Source data >>
"""

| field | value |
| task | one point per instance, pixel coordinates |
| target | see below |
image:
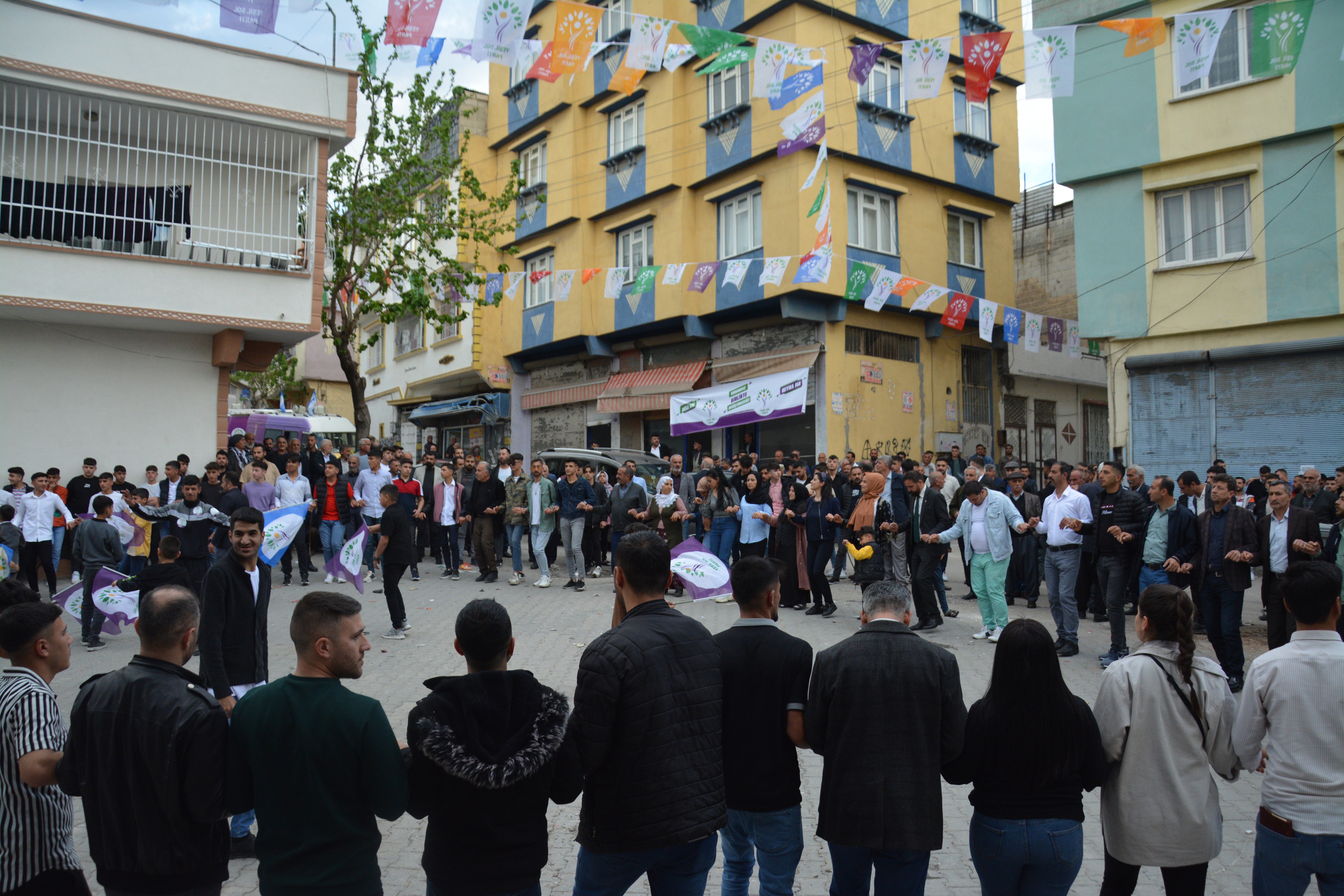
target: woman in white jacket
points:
(1166, 719)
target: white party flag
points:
(925, 62)
(1197, 41)
(1050, 62)
(989, 311)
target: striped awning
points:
(564, 396)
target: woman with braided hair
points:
(1166, 718)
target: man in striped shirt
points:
(37, 850)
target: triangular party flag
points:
(706, 42)
(925, 62)
(772, 58)
(989, 311)
(773, 273)
(1144, 34)
(576, 26)
(959, 306)
(1197, 41)
(798, 85)
(1050, 62)
(704, 275)
(736, 272)
(1013, 326)
(932, 295)
(864, 58)
(678, 54)
(1277, 34)
(648, 42)
(816, 167)
(980, 56)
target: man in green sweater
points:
(318, 762)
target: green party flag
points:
(644, 280)
(1277, 34)
(858, 284)
(706, 42)
(729, 58)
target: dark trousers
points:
(1282, 622)
(1224, 621)
(924, 567)
(38, 554)
(393, 574)
(1120, 879)
(483, 542)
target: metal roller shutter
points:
(1171, 420)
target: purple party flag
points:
(811, 135)
(704, 276)
(249, 17)
(865, 58)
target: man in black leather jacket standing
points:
(149, 743)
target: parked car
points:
(608, 460)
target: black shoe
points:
(243, 847)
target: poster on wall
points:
(752, 401)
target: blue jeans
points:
(333, 535)
(1284, 866)
(674, 871)
(1222, 621)
(1034, 858)
(724, 532)
(515, 543)
(900, 871)
(772, 840)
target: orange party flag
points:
(1144, 34)
(576, 26)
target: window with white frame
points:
(873, 221)
(728, 89)
(1205, 224)
(538, 293)
(964, 241)
(740, 225)
(635, 249)
(884, 85)
(1232, 58)
(972, 117)
(626, 129)
(615, 21)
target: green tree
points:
(396, 202)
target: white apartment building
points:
(161, 226)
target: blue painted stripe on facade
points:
(1299, 213)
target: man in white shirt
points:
(1294, 704)
(1064, 553)
(34, 512)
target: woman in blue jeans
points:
(1027, 831)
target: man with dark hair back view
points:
(149, 742)
(765, 691)
(647, 711)
(317, 761)
(490, 750)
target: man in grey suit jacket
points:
(885, 711)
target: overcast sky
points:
(308, 35)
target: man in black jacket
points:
(149, 743)
(233, 633)
(647, 713)
(885, 711)
(489, 752)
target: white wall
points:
(119, 396)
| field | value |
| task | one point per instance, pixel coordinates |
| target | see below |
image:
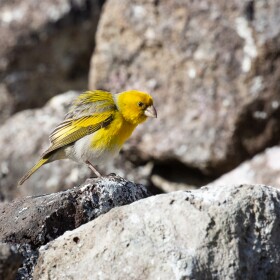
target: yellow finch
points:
(96, 127)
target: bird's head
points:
(135, 106)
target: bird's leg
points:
(93, 169)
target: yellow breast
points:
(113, 136)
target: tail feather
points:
(32, 170)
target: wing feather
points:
(90, 112)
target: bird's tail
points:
(32, 170)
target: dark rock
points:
(10, 261)
(37, 220)
(45, 50)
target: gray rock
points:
(226, 232)
(10, 261)
(263, 168)
(212, 69)
(37, 220)
(45, 49)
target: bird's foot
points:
(93, 169)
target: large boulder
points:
(224, 232)
(45, 49)
(28, 223)
(263, 168)
(213, 68)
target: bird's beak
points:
(151, 112)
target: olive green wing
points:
(71, 130)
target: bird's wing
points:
(72, 130)
(90, 112)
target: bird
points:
(96, 127)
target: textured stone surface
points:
(228, 232)
(44, 50)
(264, 168)
(213, 68)
(10, 261)
(37, 220)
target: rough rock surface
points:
(264, 168)
(45, 49)
(213, 68)
(23, 138)
(10, 261)
(224, 232)
(37, 220)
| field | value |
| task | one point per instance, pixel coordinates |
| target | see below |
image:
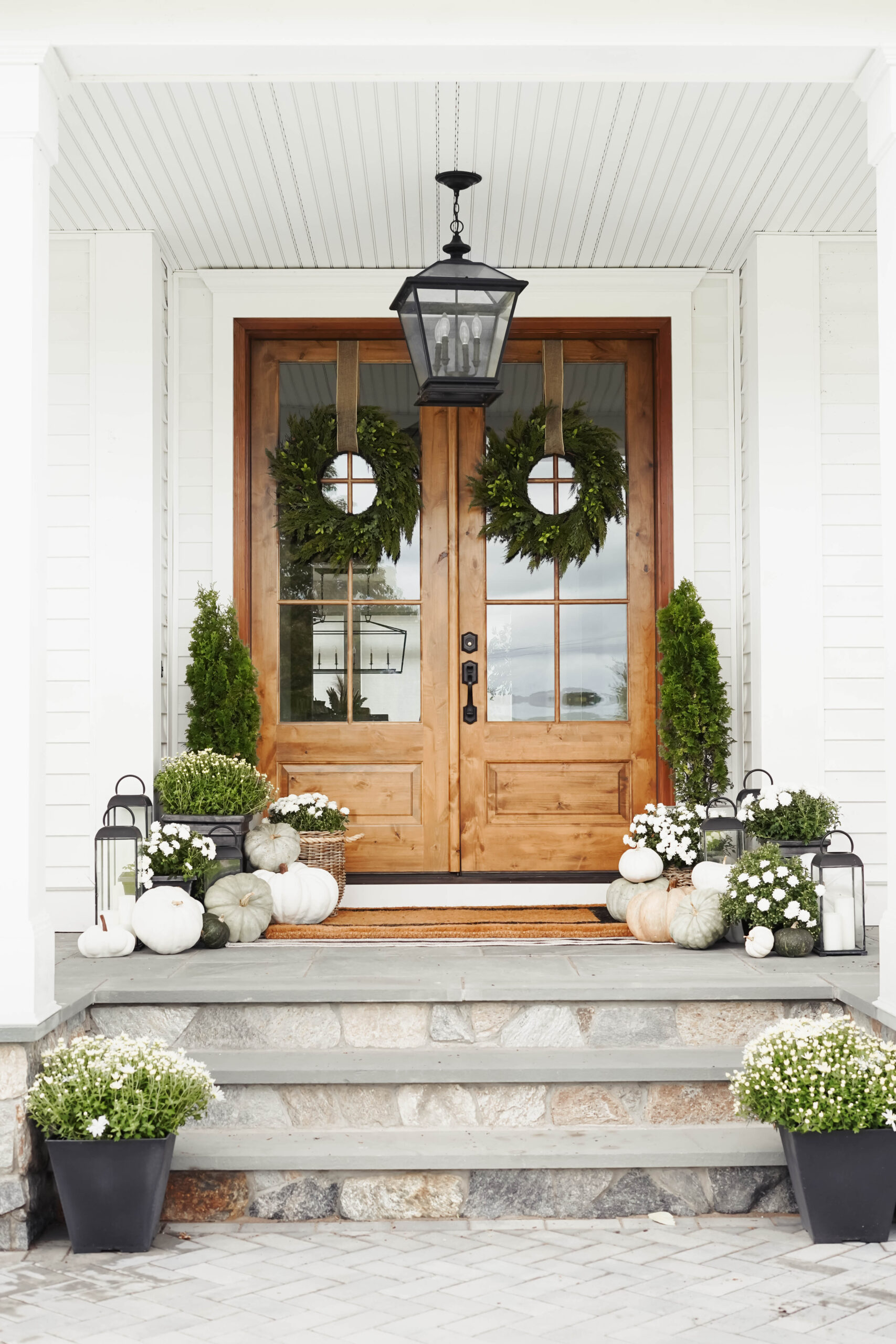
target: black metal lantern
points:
(117, 870)
(139, 805)
(723, 836)
(456, 316)
(841, 904)
(750, 791)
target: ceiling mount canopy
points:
(456, 316)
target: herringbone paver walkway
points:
(704, 1280)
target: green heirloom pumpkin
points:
(698, 922)
(620, 893)
(215, 932)
(793, 942)
(245, 902)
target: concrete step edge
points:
(455, 1150)
(471, 1065)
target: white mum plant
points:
(673, 832)
(816, 1077)
(117, 1088)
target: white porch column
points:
(784, 545)
(29, 120)
(127, 647)
(878, 87)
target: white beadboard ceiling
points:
(340, 175)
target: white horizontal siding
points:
(851, 546)
(69, 807)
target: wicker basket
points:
(327, 850)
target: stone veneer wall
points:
(27, 1194)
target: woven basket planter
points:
(327, 850)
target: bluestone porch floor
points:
(703, 1281)
(458, 973)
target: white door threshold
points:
(386, 896)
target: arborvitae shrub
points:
(695, 737)
(224, 711)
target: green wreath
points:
(501, 490)
(319, 530)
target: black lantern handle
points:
(121, 807)
(837, 832)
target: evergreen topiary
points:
(695, 737)
(224, 710)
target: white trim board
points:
(368, 293)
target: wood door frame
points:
(656, 330)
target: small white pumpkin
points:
(711, 877)
(245, 904)
(621, 891)
(167, 920)
(640, 865)
(270, 844)
(698, 921)
(301, 896)
(760, 941)
(107, 941)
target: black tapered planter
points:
(112, 1191)
(846, 1183)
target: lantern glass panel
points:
(723, 841)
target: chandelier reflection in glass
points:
(379, 648)
(456, 316)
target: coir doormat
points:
(480, 922)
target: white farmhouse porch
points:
(162, 186)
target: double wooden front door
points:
(364, 676)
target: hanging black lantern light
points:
(456, 316)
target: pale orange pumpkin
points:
(649, 915)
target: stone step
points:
(455, 1150)
(471, 1065)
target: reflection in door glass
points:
(386, 663)
(594, 663)
(604, 574)
(312, 664)
(520, 664)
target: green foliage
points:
(100, 1088)
(309, 812)
(206, 784)
(501, 490)
(320, 531)
(817, 1077)
(224, 709)
(790, 815)
(695, 737)
(763, 889)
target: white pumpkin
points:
(270, 844)
(168, 920)
(301, 896)
(245, 904)
(760, 941)
(107, 941)
(698, 921)
(711, 877)
(640, 865)
(621, 891)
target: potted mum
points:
(111, 1109)
(672, 831)
(773, 891)
(794, 819)
(830, 1090)
(321, 830)
(174, 855)
(206, 790)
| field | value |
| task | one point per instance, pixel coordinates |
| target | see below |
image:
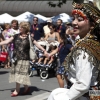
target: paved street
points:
(40, 89)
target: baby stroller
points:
(46, 71)
(33, 67)
(3, 58)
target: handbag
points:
(3, 56)
(33, 55)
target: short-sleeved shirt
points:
(64, 51)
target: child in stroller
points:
(49, 65)
(48, 61)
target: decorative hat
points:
(49, 20)
(87, 10)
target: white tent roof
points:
(6, 18)
(27, 16)
(41, 18)
(64, 17)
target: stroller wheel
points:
(44, 75)
(30, 72)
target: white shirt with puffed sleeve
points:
(83, 74)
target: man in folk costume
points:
(82, 65)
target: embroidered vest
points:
(90, 45)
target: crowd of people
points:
(77, 49)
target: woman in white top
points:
(83, 63)
(52, 36)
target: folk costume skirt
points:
(19, 72)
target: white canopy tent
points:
(6, 18)
(28, 17)
(64, 17)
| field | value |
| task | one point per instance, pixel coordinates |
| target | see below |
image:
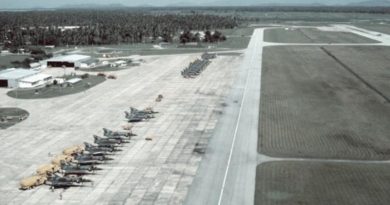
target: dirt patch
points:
(297, 183)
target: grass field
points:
(383, 27)
(56, 91)
(312, 35)
(13, 114)
(297, 183)
(314, 107)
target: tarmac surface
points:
(227, 174)
(145, 172)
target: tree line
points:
(96, 27)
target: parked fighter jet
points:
(133, 118)
(139, 115)
(57, 181)
(76, 166)
(107, 141)
(116, 134)
(146, 111)
(99, 148)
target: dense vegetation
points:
(91, 27)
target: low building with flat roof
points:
(10, 78)
(66, 61)
(36, 80)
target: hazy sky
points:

"""

Write out all of the data above line for line, omitting the pictures.

| field | value |
| task | one point per instance, pixel coordinates |
| target | see below |
image:
target: woman in white jacket
points:
(1166, 719)
target: white party flag
points:
(925, 62)
(1197, 41)
(1050, 62)
(989, 311)
target: striped awning
points:
(564, 396)
target: woman with braided hair
points:
(1166, 718)
target: man in striped shirt
points:
(37, 850)
target: triangular party flag
points:
(706, 42)
(925, 62)
(772, 58)
(989, 311)
(773, 273)
(1144, 34)
(576, 26)
(959, 306)
(1197, 41)
(798, 85)
(1050, 62)
(704, 275)
(736, 272)
(1013, 326)
(932, 295)
(864, 58)
(678, 54)
(1277, 34)
(648, 42)
(816, 167)
(980, 56)
target: man in green sweater
points:
(318, 762)
target: green party flag
points:
(644, 280)
(1277, 34)
(858, 284)
(706, 42)
(729, 58)
target: dark trousers
points:
(1282, 622)
(1224, 621)
(924, 567)
(38, 554)
(393, 574)
(1120, 879)
(483, 542)
target: metal roller shutter
points:
(1171, 420)
target: purple party flag
points:
(811, 135)
(704, 276)
(249, 17)
(865, 58)
target: man in black leather jacket standing
points:
(149, 743)
target: parked car
points:
(608, 460)
target: black shoe
points:
(243, 847)
target: poster on wall
points:
(752, 401)
target: blue jeans
points:
(333, 535)
(1284, 866)
(674, 871)
(1222, 621)
(1034, 858)
(724, 532)
(515, 543)
(900, 871)
(772, 840)
target: orange party flag
points:
(1144, 34)
(576, 26)
target: window with white frame
points:
(873, 221)
(728, 89)
(1205, 224)
(538, 293)
(964, 241)
(740, 225)
(635, 249)
(884, 85)
(1232, 58)
(972, 117)
(626, 129)
(615, 21)
target: green tree
points:
(396, 202)
target: white apartment building
points:
(161, 226)
target: blue painted stripe on facade
points:
(1299, 213)
target: man in white shirt
points:
(1294, 704)
(1064, 553)
(34, 512)
target: woman in blue jeans
points:
(1027, 831)
target: man with dark hair back view
points:
(149, 742)
(765, 691)
(647, 711)
(317, 761)
(490, 750)
target: man in grey suit jacket
points:
(885, 711)
target: overcast sky
points:
(308, 35)
target: man in black jacket
points:
(149, 743)
(233, 633)
(647, 713)
(885, 711)
(489, 752)
target: white wall
points:
(119, 396)
| field | value |
| task | one point per instance, pixel coordinates |
| target | see below |
image:
target: yellow finch
points:
(96, 127)
target: bird's head
points:
(135, 106)
target: bird's leg
points:
(93, 169)
target: yellow breast
points:
(113, 136)
target: tail feather
points:
(32, 170)
target: wing feather
points:
(90, 112)
target: bird's tail
points:
(32, 170)
target: dark rock
points:
(10, 261)
(37, 220)
(45, 50)
target: gray rock
points:
(226, 232)
(10, 261)
(263, 168)
(212, 69)
(37, 220)
(45, 49)
target: bird's foot
points:
(93, 169)
target: large boulder
points:
(224, 232)
(45, 49)
(28, 223)
(263, 168)
(213, 68)
target: bird's beak
points:
(151, 112)
target: olive green wing
points:
(71, 130)
target: bird's wing
points:
(72, 130)
(90, 112)
target: bird
points:
(96, 127)
target: textured stone surface
points:
(228, 232)
(44, 50)
(264, 168)
(213, 68)
(10, 261)
(37, 220)
target: rough rock surface
points:
(264, 168)
(45, 49)
(213, 68)
(23, 138)
(10, 261)
(224, 232)
(37, 220)
| field | value |
| task | one point per instance, pixel coordinates |
| target | see below |
image:
target: black metal lantern
points:
(117, 870)
(139, 805)
(723, 836)
(456, 316)
(841, 904)
(750, 791)
target: ceiling mount canopy
points:
(456, 316)
target: herringbone paver walkway
points:
(704, 1280)
target: green heirloom pumpkin
points:
(698, 922)
(620, 893)
(215, 932)
(793, 942)
(245, 902)
target: concrete step edge
points:
(455, 1150)
(471, 1065)
target: white mum plant
points:
(673, 832)
(816, 1077)
(117, 1088)
target: white porch column
points:
(784, 545)
(29, 120)
(127, 647)
(878, 87)
target: white beadboard ceiling
points:
(340, 175)
target: white horizontal siding
points:
(851, 546)
(69, 807)
target: wicker basket
points:
(327, 850)
target: stone veneer wall
points:
(27, 1194)
target: woven basket planter
points:
(327, 850)
target: bluestone porch floor
points:
(703, 1281)
(458, 973)
target: white door threshold
points:
(386, 896)
target: arborvitae shrub
points:
(695, 737)
(224, 711)
target: green wreath
points:
(501, 490)
(319, 530)
target: black lantern handle
points:
(121, 807)
(837, 832)
target: evergreen topiary
points:
(695, 737)
(224, 710)
target: white trim board
points:
(368, 293)
target: wood door frame
points:
(656, 330)
target: small white pumpkin
points:
(711, 877)
(245, 904)
(621, 891)
(167, 920)
(640, 865)
(270, 844)
(698, 921)
(301, 896)
(760, 941)
(107, 941)
target: black tapered planter
points:
(112, 1191)
(846, 1183)
target: lantern glass panel
points:
(723, 841)
target: chandelier reflection in glass
points:
(379, 648)
(456, 316)
target: coir doormat
points:
(480, 922)
target: white farmhouse porch
points:
(162, 186)
target: double wooden front door
points:
(364, 676)
target: hanging black lantern light
points:
(456, 316)
target: pale orange pumpkin
points:
(649, 915)
target: stone step
points:
(455, 1150)
(471, 1065)
target: reflection in door glass
points:
(386, 663)
(594, 663)
(604, 574)
(312, 664)
(520, 664)
target: green foliage
points:
(100, 1088)
(309, 812)
(206, 784)
(501, 490)
(320, 531)
(817, 1077)
(224, 709)
(790, 815)
(695, 737)
(763, 889)
target: white pumpkin
points:
(270, 844)
(168, 920)
(301, 896)
(245, 904)
(760, 941)
(107, 941)
(698, 921)
(711, 877)
(640, 865)
(621, 891)
target: potted mum
points:
(111, 1109)
(672, 831)
(773, 891)
(794, 819)
(830, 1090)
(321, 830)
(174, 855)
(206, 790)
| field | value |
| task | one point per instance, pixel coordinates |
| target | see below |
image:
target: paved street
points:
(40, 89)
target: baby stroller
points:
(46, 71)
(33, 67)
(3, 58)
target: handbag
points:
(3, 56)
(33, 55)
target: short-sleeved shirt
points:
(64, 51)
target: child in stroller
points:
(49, 65)
(48, 61)
target: decorative hat
points:
(49, 20)
(87, 10)
target: white tent roof
points:
(6, 18)
(27, 16)
(41, 18)
(64, 17)
target: stroller wheel
points:
(44, 75)
(30, 72)
target: white shirt with puffed sleeve
points:
(83, 74)
target: man in folk costume
points:
(82, 65)
target: embroidered vest
points:
(90, 45)
target: crowd of people
points:
(77, 49)
target: woman in white top
points:
(83, 63)
(52, 36)
target: folk costume skirt
points:
(19, 72)
target: white canopy tent
points:
(6, 18)
(28, 17)
(64, 17)
| field | value |
| task | one point per instance, pixel coordinates |
| target | see below |
image:
target: dirt patch
points:
(297, 183)
target: grass field
points:
(383, 27)
(56, 91)
(312, 35)
(13, 114)
(297, 183)
(314, 107)
target: tarmac surface
points:
(227, 174)
(145, 172)
target: tree line
points:
(96, 27)
target: parked fighter jet
points:
(133, 118)
(139, 115)
(57, 181)
(76, 166)
(107, 141)
(116, 134)
(146, 111)
(99, 148)
target: dense vegetation
points:
(91, 27)
target: low building with flat roof
points:
(10, 78)
(66, 61)
(36, 80)
target: hazy sky
points:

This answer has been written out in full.